To be done –
• A. In the forum post about red hair, how far down does the longest part of the poster's hair reach?
• B. Extend the forum post about red hair, picking up right after its last sentence.

# Highlights/Lowlights/Toner??



## revinn (Aug 3, 2008)

Alright, so I'm completely clueless when it comes to hair. I mean, COMPLETELY stupid when it comes to styling, color, etc. So I'm thinking about revamping my hair style for university, but I'm a little terrified about putting color in my hair.

I have naturally red hair, but not the warm, orangey red/freckled type of red hair. My hair is more of a cool red, a copper color, a little auburn. It's always been fairly bright, but the older I get, the more it seems to fade. It breaks my heart when I look at my hair in certain lighting and it seems reddish brown, or even dark blonde with a red tinge. I love my red hair, and I just want to restore it to its former glory. My hair is long and layered, with the longest bit hitting the middle of my back. I have short, thick, sideswept bangs, and my hair is naturally a combination of waves and loose curls.

Records supplied –
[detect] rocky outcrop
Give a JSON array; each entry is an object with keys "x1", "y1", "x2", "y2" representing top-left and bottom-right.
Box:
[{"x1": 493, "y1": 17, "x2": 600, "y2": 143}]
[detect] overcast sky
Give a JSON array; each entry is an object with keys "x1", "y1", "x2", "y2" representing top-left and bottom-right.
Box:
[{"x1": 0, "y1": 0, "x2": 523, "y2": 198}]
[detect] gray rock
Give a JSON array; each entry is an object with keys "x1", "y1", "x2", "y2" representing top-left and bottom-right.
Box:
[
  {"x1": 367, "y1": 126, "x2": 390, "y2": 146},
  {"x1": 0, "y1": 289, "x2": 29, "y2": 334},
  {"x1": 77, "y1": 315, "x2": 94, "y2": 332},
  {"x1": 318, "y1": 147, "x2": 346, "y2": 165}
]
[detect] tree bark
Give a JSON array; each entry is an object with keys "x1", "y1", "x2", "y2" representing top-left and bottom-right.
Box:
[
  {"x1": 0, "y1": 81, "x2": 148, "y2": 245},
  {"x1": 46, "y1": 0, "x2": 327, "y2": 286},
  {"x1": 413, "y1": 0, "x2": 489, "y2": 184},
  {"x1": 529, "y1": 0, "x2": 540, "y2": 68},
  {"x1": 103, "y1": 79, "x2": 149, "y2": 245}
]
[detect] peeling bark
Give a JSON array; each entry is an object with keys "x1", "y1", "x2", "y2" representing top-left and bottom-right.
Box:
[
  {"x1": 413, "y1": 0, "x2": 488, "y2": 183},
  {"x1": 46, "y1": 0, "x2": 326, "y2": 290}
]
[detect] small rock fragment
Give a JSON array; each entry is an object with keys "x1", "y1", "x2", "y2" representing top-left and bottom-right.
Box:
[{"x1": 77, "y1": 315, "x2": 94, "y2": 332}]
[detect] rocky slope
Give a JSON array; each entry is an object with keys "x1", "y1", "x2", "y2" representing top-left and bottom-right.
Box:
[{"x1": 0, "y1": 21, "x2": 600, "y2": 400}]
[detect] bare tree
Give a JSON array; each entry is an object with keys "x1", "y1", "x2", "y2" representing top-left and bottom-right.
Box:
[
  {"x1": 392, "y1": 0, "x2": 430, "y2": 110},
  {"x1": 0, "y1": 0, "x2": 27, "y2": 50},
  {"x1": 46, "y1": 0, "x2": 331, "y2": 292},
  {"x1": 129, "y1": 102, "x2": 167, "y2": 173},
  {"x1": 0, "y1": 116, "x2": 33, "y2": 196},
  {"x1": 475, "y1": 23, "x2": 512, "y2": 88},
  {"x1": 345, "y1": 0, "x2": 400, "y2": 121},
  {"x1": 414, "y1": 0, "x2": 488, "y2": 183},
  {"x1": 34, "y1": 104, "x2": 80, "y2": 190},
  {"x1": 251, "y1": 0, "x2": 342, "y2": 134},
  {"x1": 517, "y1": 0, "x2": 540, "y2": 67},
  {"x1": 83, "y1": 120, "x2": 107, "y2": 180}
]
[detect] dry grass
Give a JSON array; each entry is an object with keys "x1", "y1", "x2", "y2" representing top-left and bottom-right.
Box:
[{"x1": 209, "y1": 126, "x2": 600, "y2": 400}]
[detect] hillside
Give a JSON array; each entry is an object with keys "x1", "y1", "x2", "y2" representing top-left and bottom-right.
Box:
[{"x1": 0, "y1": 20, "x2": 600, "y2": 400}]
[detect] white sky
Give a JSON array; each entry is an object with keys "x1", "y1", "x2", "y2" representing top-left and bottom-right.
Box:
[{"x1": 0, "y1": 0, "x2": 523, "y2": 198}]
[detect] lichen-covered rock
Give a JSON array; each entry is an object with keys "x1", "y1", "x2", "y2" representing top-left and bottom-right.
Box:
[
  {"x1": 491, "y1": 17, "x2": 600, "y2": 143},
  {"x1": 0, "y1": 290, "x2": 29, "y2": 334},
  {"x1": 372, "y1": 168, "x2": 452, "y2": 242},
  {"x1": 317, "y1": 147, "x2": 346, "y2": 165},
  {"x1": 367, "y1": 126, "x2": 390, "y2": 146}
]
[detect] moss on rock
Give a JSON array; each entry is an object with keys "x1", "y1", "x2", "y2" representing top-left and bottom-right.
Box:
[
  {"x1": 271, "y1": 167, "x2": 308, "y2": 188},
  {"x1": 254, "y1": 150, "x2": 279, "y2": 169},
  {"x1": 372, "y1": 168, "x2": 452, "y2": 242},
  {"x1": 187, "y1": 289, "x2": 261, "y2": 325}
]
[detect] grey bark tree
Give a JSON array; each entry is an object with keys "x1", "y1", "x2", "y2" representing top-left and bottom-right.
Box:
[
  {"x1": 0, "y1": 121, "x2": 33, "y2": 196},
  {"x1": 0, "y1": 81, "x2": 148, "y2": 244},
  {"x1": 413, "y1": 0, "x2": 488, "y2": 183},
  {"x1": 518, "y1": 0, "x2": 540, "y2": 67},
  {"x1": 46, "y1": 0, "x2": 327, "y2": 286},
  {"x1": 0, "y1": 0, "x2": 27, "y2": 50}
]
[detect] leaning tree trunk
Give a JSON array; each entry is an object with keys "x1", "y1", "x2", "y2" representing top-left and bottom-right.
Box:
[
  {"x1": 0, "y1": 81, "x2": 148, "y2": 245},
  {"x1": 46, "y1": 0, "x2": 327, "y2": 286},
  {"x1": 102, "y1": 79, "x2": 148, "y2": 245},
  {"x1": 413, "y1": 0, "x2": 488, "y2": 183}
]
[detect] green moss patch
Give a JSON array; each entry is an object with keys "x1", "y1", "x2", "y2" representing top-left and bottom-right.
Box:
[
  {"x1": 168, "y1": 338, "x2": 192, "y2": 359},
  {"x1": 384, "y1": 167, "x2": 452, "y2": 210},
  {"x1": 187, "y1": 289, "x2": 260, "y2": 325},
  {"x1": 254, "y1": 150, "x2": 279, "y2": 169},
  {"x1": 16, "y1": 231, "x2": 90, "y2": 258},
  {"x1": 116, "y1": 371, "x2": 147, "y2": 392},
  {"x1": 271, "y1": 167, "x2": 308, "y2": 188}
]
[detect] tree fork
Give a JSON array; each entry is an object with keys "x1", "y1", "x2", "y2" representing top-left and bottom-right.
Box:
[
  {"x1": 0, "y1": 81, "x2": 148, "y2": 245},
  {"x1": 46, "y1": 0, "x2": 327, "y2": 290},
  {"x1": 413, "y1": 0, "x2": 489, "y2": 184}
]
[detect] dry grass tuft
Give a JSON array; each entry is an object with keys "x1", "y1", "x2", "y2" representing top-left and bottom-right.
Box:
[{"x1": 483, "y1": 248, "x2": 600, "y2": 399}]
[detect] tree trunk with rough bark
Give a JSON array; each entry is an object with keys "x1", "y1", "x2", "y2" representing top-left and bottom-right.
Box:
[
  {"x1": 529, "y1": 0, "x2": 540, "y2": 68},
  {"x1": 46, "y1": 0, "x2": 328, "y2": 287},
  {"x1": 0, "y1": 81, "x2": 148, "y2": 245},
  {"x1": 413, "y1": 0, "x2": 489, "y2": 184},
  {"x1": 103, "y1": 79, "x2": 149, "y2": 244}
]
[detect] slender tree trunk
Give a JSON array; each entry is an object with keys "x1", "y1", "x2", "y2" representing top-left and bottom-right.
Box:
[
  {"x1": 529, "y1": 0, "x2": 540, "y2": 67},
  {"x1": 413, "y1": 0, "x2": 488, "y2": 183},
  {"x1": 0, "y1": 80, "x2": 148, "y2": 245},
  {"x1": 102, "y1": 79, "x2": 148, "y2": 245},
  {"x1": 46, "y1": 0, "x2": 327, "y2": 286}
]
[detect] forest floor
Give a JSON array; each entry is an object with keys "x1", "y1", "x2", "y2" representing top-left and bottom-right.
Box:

Exercise answers –
• A. The middle of the back.

• B.
So here's the question. My cousin mentioned a "toner" to me, which (according to her) makes the hair shinier and enhances the natural color. Is this the case? Would this work?   I'm also considering getting highlights & lowlights in my hair, in woodsy cool reds in varying shades. Think Ashlee Simpson's new hair color, Lindsay Lohan's hair on the cover of Rolling Stone, etc. I have light blue-grey eyes, and I'm NC15 with pink undertones. Would this suit me?

I appreciate any comments, opinions or advice that you guys have to offer. TIA!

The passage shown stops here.